### [Problem requirements]
Copy the data word for word, keeping every line.

**** Supplied data

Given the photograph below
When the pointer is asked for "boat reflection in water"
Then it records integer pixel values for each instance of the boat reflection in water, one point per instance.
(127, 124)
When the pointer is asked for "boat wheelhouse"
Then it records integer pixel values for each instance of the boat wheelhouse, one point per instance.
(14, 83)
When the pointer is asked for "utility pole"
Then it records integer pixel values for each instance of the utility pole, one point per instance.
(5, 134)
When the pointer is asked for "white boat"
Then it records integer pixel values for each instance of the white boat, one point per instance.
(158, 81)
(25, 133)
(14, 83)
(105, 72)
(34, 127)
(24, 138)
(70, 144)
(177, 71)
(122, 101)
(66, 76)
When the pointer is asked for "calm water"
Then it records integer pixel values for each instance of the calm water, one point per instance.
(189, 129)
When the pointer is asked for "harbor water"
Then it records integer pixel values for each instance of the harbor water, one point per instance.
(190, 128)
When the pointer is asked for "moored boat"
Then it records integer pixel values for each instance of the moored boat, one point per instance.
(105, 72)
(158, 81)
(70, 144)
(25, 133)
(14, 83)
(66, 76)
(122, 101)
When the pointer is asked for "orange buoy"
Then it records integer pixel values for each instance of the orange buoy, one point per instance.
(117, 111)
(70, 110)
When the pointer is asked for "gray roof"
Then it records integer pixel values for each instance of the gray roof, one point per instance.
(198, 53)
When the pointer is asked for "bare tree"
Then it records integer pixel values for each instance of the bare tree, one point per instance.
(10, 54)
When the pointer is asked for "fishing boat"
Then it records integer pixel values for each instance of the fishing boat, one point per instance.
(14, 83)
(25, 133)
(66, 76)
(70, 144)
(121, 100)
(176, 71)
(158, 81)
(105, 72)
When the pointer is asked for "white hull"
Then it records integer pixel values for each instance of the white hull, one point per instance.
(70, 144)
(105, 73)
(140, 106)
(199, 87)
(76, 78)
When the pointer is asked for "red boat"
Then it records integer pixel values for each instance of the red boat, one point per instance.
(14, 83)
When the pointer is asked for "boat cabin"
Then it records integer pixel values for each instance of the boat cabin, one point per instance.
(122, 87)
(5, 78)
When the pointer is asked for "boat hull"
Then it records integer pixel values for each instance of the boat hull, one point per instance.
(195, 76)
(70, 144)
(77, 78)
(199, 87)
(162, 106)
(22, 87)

********

### [Exercise response]
Given the photograph below
When the pointer is asked for "boat reflection in water"
Then it records integer pixel values for each instance of the boat reflection in water, one point per instance.
(127, 124)
When the pointer is asked for "boat wheelhouse"
Then it records integer pixel values for each instance of the boat wheelhouse, one point per instance.
(14, 83)
When the pointer is asked for "utility pole"
Then it records integer pixel values for each instance of the utility pole, one point per instance.
(5, 134)
When the pointer is asked for "white boat"
Then it records integer pixel values for each instance of the white boat, one point per instance.
(158, 81)
(25, 133)
(14, 83)
(105, 72)
(34, 127)
(24, 138)
(70, 144)
(177, 71)
(122, 101)
(66, 76)
When the pointer is asked for "calm water"
Then it records integer pixel values for each instance of the calm water, one point per instance.
(189, 129)
When the pointer is asked for "harbor water"
Then it records integer pixel values for each instance of the harbor water, one point per instance.
(190, 128)
When the pointer is asked for "moored boat"
Then it records integer pixel values for each instance of the moored boat, one point per instance.
(105, 72)
(158, 81)
(70, 144)
(25, 133)
(14, 83)
(66, 76)
(122, 101)
When the pointer is asked for "orange buoy"
Then it records integer pixel values for each instance of the orange buoy, one point per instance.
(117, 111)
(70, 110)
When the pointer is asked for "gray roof"
Then it records integer pixel values for each instance of the gray roof, one point per instance.
(198, 53)
When the pointer is asked for "bare tree"
Then it records integer pixel values for each instance of the bare tree, one point per instance.
(10, 54)
When the pointer is asked for "fishing boat"
Then it records integer pixel values for each instance of the fishing boat, one point per instance.
(14, 83)
(25, 133)
(66, 76)
(70, 144)
(121, 100)
(176, 71)
(158, 81)
(105, 72)
When the pointer is asked for "white hull"
Then it records integer pixel values for each instance of the white hull, one point per instance.
(70, 144)
(105, 73)
(140, 106)
(199, 87)
(76, 78)
When the pointer is asked for "red boat"
Then it records integer pixel values for each instance of the red boat, one point per instance.
(14, 83)
When the pointer is asked for "boat cabin"
Then it records integer pixel values for each instance of the boat cabin, one point per instance.
(122, 87)
(5, 78)
When the pointer is asked for "boat hull"
Then it records integer pixel values for each instance of the boat hull, one point per instance.
(195, 76)
(70, 144)
(77, 78)
(199, 87)
(162, 106)
(22, 87)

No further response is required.